◆ What the task asks: Type out the data below in its entirety, exactly as given.

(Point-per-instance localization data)
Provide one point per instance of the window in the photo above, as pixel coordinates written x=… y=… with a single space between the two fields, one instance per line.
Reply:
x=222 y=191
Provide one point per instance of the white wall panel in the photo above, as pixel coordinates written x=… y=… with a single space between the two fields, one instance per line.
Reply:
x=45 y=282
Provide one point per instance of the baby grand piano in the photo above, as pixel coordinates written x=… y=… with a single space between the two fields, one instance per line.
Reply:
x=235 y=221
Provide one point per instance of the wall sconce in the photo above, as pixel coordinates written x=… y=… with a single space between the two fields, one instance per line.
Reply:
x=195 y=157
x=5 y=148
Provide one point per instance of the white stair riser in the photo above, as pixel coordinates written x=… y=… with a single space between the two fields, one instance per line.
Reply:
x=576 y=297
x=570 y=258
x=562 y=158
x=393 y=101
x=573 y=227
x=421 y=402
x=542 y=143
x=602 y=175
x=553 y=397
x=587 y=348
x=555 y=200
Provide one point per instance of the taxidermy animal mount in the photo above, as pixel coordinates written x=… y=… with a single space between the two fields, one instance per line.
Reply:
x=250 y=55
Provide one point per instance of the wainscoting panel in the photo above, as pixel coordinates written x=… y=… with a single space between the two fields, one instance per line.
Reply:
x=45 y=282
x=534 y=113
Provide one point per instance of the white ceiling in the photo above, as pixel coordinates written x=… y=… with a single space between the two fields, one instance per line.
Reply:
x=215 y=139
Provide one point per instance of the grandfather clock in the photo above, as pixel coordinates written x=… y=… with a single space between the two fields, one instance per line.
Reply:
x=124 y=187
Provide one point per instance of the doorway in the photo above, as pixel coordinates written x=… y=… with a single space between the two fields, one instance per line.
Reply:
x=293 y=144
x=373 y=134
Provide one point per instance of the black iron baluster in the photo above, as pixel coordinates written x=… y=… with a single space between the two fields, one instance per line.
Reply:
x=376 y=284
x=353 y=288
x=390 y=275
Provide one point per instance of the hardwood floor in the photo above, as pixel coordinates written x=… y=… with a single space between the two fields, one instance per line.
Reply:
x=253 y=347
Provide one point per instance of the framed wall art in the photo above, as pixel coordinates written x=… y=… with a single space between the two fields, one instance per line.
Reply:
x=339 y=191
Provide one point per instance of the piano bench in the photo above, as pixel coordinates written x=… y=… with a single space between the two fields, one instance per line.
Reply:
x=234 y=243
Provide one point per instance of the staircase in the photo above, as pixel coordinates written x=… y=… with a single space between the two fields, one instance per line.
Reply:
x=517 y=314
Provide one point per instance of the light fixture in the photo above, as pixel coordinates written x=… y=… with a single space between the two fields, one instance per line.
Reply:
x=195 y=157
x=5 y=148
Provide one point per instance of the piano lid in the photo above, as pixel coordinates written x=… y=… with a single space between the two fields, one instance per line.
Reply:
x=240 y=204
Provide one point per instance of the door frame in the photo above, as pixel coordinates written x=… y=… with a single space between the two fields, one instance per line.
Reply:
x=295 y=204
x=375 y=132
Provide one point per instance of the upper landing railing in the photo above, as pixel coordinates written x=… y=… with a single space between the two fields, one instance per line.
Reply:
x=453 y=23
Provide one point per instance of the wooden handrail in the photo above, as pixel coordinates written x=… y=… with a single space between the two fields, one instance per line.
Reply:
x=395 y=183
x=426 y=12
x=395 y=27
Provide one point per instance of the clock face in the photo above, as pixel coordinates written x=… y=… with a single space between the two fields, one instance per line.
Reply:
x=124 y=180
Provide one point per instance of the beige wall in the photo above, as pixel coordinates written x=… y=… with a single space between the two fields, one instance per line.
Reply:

◆ Answer for the task:
Provide one point per instance of the window in the photo above, as pixel coordinates written x=… y=… with a single space between the two fields, one instance per line.
Reply:
x=222 y=191
Provide one point per instance of the white wall panel in the photo above, as pixel coordinates written x=… y=… with a single space between the two fields, one instance per line.
Reply:
x=45 y=282
Provide one point per instance of the baby grand piano in the photo above, as pixel coordinates written x=… y=… with a single space between the two fields, one instance per line.
Reply:
x=235 y=221
Provide one point per instance of the wall sconce in the photo above, as pixel coordinates written x=… y=… with a single space between the two fields, one instance per line.
Reply:
x=195 y=157
x=5 y=148
Provide one point per instance of the white stair riser in the photo above, as pixel coordinates written x=… y=… with a single space between the two fields, one instance per line.
Reply:
x=576 y=297
x=570 y=258
x=562 y=158
x=393 y=101
x=573 y=227
x=421 y=402
x=542 y=143
x=602 y=175
x=553 y=397
x=587 y=348
x=555 y=200
Provide one point per instance of the taxidermy animal mount in the photo above, as pixel coordinates written x=… y=… with a single space between the two fields, one instance per line.
Reply:
x=250 y=55
Provide one point per instance of the wainscoting panel in the photo above, as pixel coordinates written x=… y=… with a single space between the two fields, one instance per line.
Reply:
x=45 y=282
x=534 y=113
Provide one point per instance of the white ceiling in the photo above, as pixel coordinates written x=… y=… with a single space between the two fields, one instance per line.
Reply:
x=215 y=139
Provide one point per instance of the grandfather clock in the photo above, as pixel coordinates written x=… y=… with a single space between the two fields, one instance per line.
Reply:
x=124 y=187
Provide one point per instance of the doorway in the photo above, as pixel coordinates written x=… y=… with a single space between the two fields, one instance per line.
Reply:
x=293 y=144
x=373 y=134
Provide one point per instance of the black iron baluster in the photo above, as pixel coordinates written x=… y=… with a single space between the two fields, one instance per line.
Reply:
x=376 y=284
x=353 y=288
x=390 y=275
Provide one point per instance of the hardwood floor in the photo above, as pixel coordinates written x=… y=… with a single space between the two fields, one instance per line.
Reply:
x=253 y=347
Provide one point per instance of the framed wall art in the photo above, as pixel coordinates written x=… y=… with a single space between the two fields, one instance per line.
Reply:
x=339 y=191
Provide one point per instance of the piano bench in the photo above, as pixel coordinates written x=… y=… with a single space between the two fields, one instance per line.
Reply:
x=234 y=243
Provide one point per instance of the staircase in the photo above, as pixel coordinates written x=… y=… with a single space between the two fields, one instance per line.
Reply:
x=517 y=314
Provide one point per instance of the light fixture in the photo above, as pixel coordinates written x=… y=… with a single space between the two fields, one instance per line.
Reply:
x=195 y=157
x=5 y=148
Provide one point per instance of the piano lid in the photo above, as pixel coordinates written x=… y=… with a single space between the two fields, one instance per line.
Reply:
x=240 y=204
Provide one point per instance of the door frame in the photo above, as pixel coordinates written x=… y=… with a single space between the two fields, one instance per line.
Reply:
x=295 y=204
x=375 y=132
Provide one point per instance of the upper landing railing in the photo above, as pixel coordinates written x=… y=… with a single space between the two fields, one instance per line.
Reply:
x=453 y=23
Provide one point per instance of the wooden handrail in the photo above, as pixel coordinates written x=… y=… with a single space between the two fields, one instance per line.
Reply:
x=395 y=183
x=426 y=12
x=395 y=27
Provide one point per instance of the clock face in the photo above, as pixel coordinates written x=… y=… with a single space between the two fields, one instance per line.
Reply:
x=124 y=180
Provide one point per instance of the beige wall in the photo above, as pixel coordinates written x=… y=… with a single space between the two fields, one instance per line.
Reply:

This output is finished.